[begin Dataset rows]
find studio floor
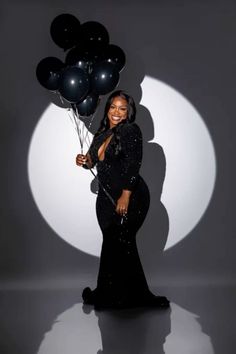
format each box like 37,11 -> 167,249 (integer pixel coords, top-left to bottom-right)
0,285 -> 236,354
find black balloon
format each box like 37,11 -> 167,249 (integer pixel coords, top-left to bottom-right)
65,47 -> 90,71
50,14 -> 81,50
36,57 -> 64,91
101,44 -> 125,71
76,92 -> 99,117
81,21 -> 109,45
91,61 -> 120,95
59,66 -> 90,103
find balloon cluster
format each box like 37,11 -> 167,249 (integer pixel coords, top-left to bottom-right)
36,14 -> 125,117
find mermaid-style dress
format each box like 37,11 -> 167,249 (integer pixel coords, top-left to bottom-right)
82,123 -> 169,309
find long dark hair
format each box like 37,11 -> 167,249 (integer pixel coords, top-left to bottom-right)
96,90 -> 136,135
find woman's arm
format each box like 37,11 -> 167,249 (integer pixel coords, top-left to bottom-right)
116,124 -> 142,215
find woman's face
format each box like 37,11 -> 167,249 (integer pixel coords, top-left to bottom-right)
107,96 -> 128,128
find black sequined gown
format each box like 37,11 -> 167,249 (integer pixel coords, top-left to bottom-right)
82,123 -> 169,308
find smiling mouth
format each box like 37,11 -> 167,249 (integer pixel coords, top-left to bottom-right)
112,116 -> 121,121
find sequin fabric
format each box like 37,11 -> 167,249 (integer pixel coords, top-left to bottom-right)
83,123 -> 169,308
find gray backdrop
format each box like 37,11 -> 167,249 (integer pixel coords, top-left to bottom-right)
0,0 -> 236,286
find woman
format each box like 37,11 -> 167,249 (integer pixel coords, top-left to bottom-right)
76,91 -> 169,308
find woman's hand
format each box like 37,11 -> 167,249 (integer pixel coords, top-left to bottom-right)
76,154 -> 88,166
116,189 -> 131,216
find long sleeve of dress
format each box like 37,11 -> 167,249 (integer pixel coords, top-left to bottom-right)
120,123 -> 142,191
[end Dataset rows]
**Written problem**
Return all of the records above word for word, leaving out the pictures.

**Result**
find studio floor
format each box like 37,11 -> 167,249 (integer pixel coords, top-left to bottom-right)
0,285 -> 236,354
find black balloon
format each box like 37,11 -> 167,249 (integer pixel coords, top-left to bottom-right)
65,47 -> 90,71
50,14 -> 81,50
36,57 -> 64,91
101,44 -> 125,71
76,92 -> 99,117
81,21 -> 109,45
91,61 -> 120,95
59,66 -> 90,103
find balloon cluster
format each box like 37,11 -> 167,249 (integer pixel coords, top-left to bottom-right)
36,14 -> 125,117
find mermaid-style dress
format each box like 37,11 -> 167,249 (integer pixel coords, top-left to bottom-right)
82,123 -> 169,309
find long dark hair
format each box like 37,11 -> 167,249 (integer pixel coords, top-left to bottom-right)
96,90 -> 136,135
find woman's arm
format each box like 37,11 -> 167,249 (integer pixel coords, top-left to bottom-right)
116,124 -> 142,215
find woman's face
format each box like 37,11 -> 167,249 (integer pixel coords, top-left to bottom-right)
107,96 -> 128,128
find black sequined gown
format each box like 37,11 -> 167,249 (integer pixel coords, top-left to bottom-right)
82,123 -> 169,308
find smiling mouth
format each box like 37,11 -> 167,249 (integer pixel coords, top-left to bottom-right)
112,116 -> 121,121
find sequin fabric
format each box like 37,11 -> 167,249 (integer pixel coords, top-left to bottom-right)
83,123 -> 169,308
find gray backdrop
format each box like 37,11 -> 167,249 (integer pixel coords, top-left to bottom-right)
0,0 -> 236,286
find woman
format each box like 37,11 -> 167,249 (integer pixel coords, top-left to bottom-right)
76,91 -> 169,308
find woman's hand
format each box like 37,11 -> 167,249 (integer pixel coords, top-left to bottom-right)
76,154 -> 88,166
116,189 -> 131,216
find long sleeve of dress
format each box like 37,11 -> 167,249 (integer pixel coords, top-left to bottom-right)
120,123 -> 142,191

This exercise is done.